-- start of Selected passage --

Accelerating Pygmy Forth's editor with direct video writes
==========================================================

I like to use Pygmy Forth on my HP 200LX.  It is a complete development
environment, containing interpreter, assembler and editor in about
18 KB.  Its space-compactness is on par with the original Turbo Pascal.

One nice thing about this Forth is that it includes full source code.
This eclipses the small size of the executable (as the source is
200K and the comments another 200K)... but saving room for the source
is well worth it, because the system is self-hosting.  You can change
the source, then invoke the metacompiler so the system spits out a
near-clone of itself that incorporates your desired changes :D

Something that bothers me about this Forth is the slow speed of its
editor on the 200LX.  This is a traditional "screen editor" that
displays a 64x16 character (1024 byte) block.  Carriage returns
and control characters are not interpreted, instead each line is
whitespace-padded to 64 characters, with a hard-coded word wrap after
the 64th character.  This is a Forth tradition that makes the editor
simpler to write at the cost of wasted whitespace in screen files.

Despite the editor's simplicity, it's very slow.  Drawing a 64x16
block takes about a full second, as lines paint one-by-one from the
top to the bottom of the screen.  This isn't the hardware's fault --
the 200LX has a nice snappy text editor in ROM, and Turbo Pascal
(and even XVI) don't have this problem.  So, the problem must be
something in Pygmy Forth.  Let's dive into its source and see if we
can find out what's going on.

Screen 103 contains the core of the editor in Pygmy 1.7:
----------------------------------------------------------------
( Editor        )                                               |
| VARIABLE INS ( insert or overwrite flag)                      |
| VARIABLE XIN   | VARIABLE #CUTS                               |
| : .H ( -) CUR@  0 0 AT ." scr # " SCR @ DUP .   >UNIT# .FILE  |
    ."   find(3,1) rep(4,2) del(5) join(6) cut(7,8) "           |
    INS @ IF ." i c=" ELSE  ."   c=" THEN #CUTS ?   AT ;        |
| : L1 ( -)  SCR @ BLOCK EBUF !     .H  ;                       |
                                                                |
| : L2 ( -) CUR@ 1 0 AT   EBUF @  64 FOR  45 EMIT NEXT CR       |
    16 FOR  64 FOR C@+ EMIT  NEXT ." |" CR NEXT DROP (  )       |
    64 FOR  45 EMIT NEXT  AT  ;                                 |
                                                                |
| : L ( -)  L1  L2  ;                                           |
                                                                |
                                                                |
                                                                |
----------------------------------------------------------------

Here, .H prints the header row at the top of the screen, (0, 0).
L1 fetches the address of the current screen block then calls .H to
print the header.  L2 does the real work of printing the 64x16 text
area:

    64 FOR  45 EMIT NEXT     -- print the top border, a row of -'s.
    CR                       -- moves to the next line.
    16 FOR ... NEXT DROP     -- this loop prints the 16 rows.
        64 FOR ... NEXT      -- this loop prints the 64 columns.
            C@+ EMIT         -- prints the next character in the block.
        ." |"                -- prints the row's right border, a |.
        CR                   -- moves to the next line
    64 FOR  45 EMIT NEXT     -- prints the bottom border, a row of -'s.

-- end of Selected passage --
-- start of Data provided --

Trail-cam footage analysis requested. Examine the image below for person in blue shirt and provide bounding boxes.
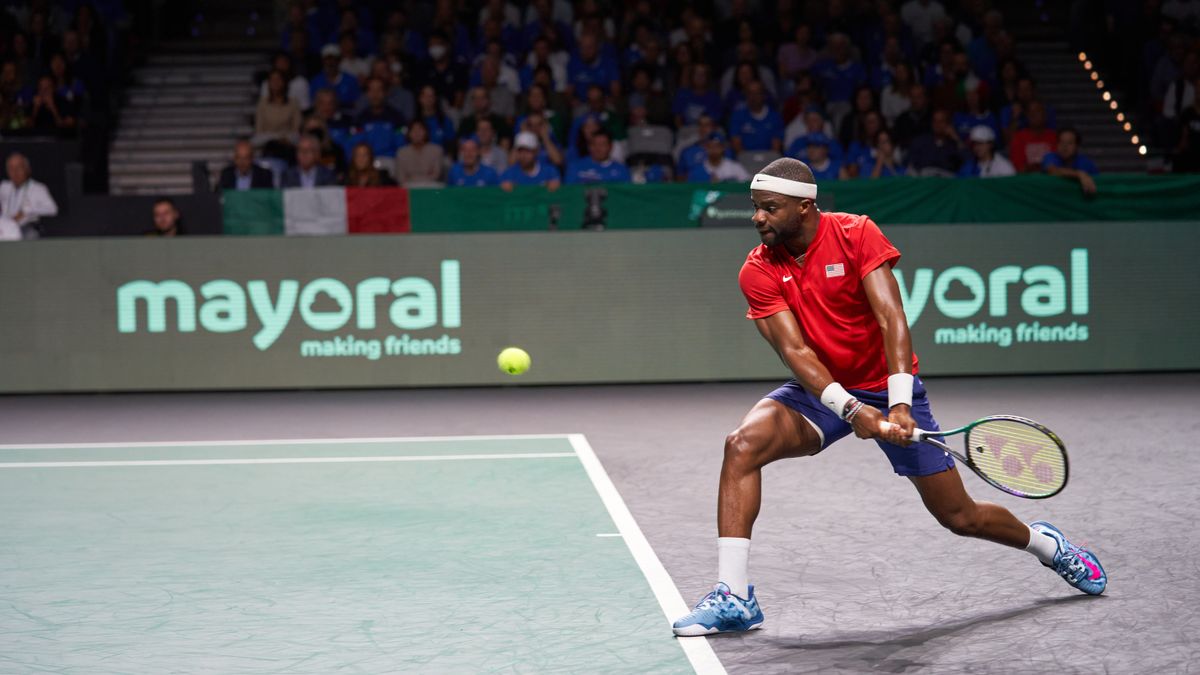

-- end of Data provided --

◆ Directive A:
Answer these from the Pygmy Forth article:
(i) About how much space do the interpreter, assembler and editor take up together?
(ii) About how long does drawing a 64x16 block take on the 200LX?
(iii) Which screen holds the core of the editor in Pygmy 1.7?
◆ Directive B: In the Pygmy Forth article, reproduce everything from "16 FOR ... NEXT" down to "bottom border, a row of -'s.", word for word.

◆ Task response A:
(i) About 18 KB.
(ii) About a full second.
(iii) Screen 103.

◆ Task response B:
16 FOR ... NEXT DROP     -- this loop prints the 16 rows.
        64 FOR ... NEXT      -- this loop prints the 64 columns.
            C@+ EMIT         -- prints the next character in the block.
        ." |"                -- prints the row's right border, a |.
        CR                   -- moves to the next line
    64 FOR  45 EMIT NEXT     -- prints the bottom border, a row of -'s.